Article:
········
# Mailman and multiple domains



## tynelson (Apr 28, 2010)

Greetings Geniuses...

I have mailman 2.1.11 running with postfix, and it's absolutely great.  I love it.  The problem is...I'm going to be honest when I say I'm definitely below average intelligence with this sort of thing.
I don't know how to make it so I can have more than one domain on my mailman install.  I have all the domains pointing to the correct IP address, so the interface works on each domain.  I can change the hostname in my main.cf file to whatever domain I want to work at that instant, and it works-but I don't know how I can have 5 domains that work at the same time.  I can only get them to work one at a time.
I understand that these files must be changed:
main.cf 
mm_cfg.py
(something involving virtual hosts????)

But I've looked everywhere on the internet and I can't find a step by step guide for (idiots) if you will on what I need to do to what file word for word.

Basically,
how can I make:
domain1.info
domain2.info
domain3.info
domain4.info
domain5.info

all work at the same time.
········
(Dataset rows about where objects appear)
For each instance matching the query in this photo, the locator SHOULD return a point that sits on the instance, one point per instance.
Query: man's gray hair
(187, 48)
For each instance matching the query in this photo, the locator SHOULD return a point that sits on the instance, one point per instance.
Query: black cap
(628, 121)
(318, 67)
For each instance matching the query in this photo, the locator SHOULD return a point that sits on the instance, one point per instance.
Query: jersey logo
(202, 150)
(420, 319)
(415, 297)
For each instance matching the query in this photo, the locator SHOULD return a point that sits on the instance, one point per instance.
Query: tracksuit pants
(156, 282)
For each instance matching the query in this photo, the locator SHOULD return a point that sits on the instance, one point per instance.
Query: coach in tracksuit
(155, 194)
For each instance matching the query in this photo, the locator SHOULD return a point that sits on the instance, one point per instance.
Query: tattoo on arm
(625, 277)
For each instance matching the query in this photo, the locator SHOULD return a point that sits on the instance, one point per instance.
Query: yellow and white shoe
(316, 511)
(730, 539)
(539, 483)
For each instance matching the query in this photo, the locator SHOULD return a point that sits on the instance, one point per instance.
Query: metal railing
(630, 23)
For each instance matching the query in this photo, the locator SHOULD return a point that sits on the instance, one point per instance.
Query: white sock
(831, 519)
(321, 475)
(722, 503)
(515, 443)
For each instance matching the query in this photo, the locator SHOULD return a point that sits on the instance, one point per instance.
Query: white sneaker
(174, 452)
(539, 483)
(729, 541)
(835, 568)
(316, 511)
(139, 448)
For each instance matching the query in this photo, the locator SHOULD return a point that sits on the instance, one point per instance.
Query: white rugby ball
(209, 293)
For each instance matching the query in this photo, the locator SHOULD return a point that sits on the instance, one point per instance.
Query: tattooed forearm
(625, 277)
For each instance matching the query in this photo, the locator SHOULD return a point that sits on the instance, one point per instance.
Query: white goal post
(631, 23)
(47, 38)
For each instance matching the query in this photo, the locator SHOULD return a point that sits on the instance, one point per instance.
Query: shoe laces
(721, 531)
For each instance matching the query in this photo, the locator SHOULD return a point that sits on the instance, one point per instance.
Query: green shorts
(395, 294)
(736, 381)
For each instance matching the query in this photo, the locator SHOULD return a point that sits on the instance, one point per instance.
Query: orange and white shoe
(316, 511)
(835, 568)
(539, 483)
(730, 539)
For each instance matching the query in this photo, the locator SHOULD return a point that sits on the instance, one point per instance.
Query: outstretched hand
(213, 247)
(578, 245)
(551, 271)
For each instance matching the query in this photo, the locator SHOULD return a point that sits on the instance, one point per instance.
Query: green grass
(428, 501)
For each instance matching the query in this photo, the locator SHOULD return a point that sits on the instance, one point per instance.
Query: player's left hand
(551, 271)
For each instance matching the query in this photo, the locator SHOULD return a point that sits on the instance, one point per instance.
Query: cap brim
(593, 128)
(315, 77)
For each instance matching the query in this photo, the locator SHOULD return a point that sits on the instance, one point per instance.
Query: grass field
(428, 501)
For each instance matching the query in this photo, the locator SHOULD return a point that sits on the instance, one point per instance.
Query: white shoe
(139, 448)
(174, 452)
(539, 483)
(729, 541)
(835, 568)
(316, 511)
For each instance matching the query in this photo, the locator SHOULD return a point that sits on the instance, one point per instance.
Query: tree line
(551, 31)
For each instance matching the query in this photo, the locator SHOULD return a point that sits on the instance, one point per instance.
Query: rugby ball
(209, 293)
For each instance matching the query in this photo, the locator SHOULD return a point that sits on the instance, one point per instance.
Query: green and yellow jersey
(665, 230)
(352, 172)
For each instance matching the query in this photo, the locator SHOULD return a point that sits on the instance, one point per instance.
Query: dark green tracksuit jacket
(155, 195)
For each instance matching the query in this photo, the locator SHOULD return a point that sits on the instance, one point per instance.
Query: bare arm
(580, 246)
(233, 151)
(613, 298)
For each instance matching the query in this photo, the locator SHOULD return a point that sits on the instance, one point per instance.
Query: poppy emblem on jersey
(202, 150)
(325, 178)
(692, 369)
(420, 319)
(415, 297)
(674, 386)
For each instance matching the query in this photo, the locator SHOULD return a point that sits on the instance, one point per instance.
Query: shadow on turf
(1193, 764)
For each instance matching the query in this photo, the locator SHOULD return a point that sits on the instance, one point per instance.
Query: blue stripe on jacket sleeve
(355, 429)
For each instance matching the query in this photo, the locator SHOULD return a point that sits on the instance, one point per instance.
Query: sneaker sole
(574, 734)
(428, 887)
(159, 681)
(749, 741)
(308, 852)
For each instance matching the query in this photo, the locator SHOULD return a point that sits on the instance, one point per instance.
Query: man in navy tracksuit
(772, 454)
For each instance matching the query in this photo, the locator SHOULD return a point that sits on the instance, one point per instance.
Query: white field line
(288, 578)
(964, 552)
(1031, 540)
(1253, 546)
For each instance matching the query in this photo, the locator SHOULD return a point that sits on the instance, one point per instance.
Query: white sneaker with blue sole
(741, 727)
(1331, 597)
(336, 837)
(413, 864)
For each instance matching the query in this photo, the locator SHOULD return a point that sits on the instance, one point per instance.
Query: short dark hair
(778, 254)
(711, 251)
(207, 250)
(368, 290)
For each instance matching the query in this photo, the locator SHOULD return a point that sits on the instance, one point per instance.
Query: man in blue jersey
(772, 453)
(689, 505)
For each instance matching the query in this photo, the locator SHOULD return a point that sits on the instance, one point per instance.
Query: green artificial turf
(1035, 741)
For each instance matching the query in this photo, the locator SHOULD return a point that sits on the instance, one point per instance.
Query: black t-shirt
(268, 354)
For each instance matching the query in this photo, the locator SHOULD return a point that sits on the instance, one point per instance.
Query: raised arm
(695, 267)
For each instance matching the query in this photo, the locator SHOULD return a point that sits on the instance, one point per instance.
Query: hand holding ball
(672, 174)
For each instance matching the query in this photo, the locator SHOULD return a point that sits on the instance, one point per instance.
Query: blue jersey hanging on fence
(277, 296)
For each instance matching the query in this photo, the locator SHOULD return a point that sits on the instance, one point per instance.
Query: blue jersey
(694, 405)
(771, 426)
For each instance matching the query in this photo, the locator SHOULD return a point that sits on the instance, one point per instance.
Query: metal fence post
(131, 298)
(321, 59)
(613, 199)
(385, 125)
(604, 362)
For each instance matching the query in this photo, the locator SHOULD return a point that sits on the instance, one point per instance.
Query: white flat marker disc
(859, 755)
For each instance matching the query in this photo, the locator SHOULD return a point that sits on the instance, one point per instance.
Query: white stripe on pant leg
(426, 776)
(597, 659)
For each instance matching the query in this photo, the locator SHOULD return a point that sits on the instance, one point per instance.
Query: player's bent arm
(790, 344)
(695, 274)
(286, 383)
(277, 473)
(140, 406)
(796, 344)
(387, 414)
········
Instructions:
1/ In the Mailman post, which version of Mailman is running?
2/ Set down the part of the Mailman post starting with "I have mailman" and going on through "involving virtual hosts????)".
3/ Take the Mailman post further, picking up right after its last sentence.
You won't need the items to do any of this.

Response list:
1/ Mailman 2.1.11, running with Postfix.

2/
I have mailman 2.1.11 running with postfix, and it's absolutely great.  I love it.  The problem is...I'm going to be honest when I say I'm definitely below average intelligence with this sort of thing.
I don't know how to make it so I can have more than one domain on my mailman install.  I have all the domains pointing to the correct IP address, so the interface works on each domain.  I can change the hostname in my main.cf file to whatever domain I want to work at that instant, and it works-but I don't know how I can have 5 domains that work at the same time.  I can only get them to work one at a time.
I understand that these files must be changed:
main.cf 
mm_cfg.py
(something involving virtual hosts????)

3/
I know this forum is for advanced issues in general, been on it for quite sometime.  So I apologize for filling your inbox with such a silly question.

I am so grateful for your assistance.

Thank you,
Tyler


----------



## tynelson (Apr 28, 2010)

*Resolved*

I took care of it!  Sorry for flooding the forum...

Thanks!
-Ty


----------



## DutchDaemon (Apr 28, 2010)

Can you share your solution so the forum benefits from it?


----------



## tynelson (Apr 28, 2010)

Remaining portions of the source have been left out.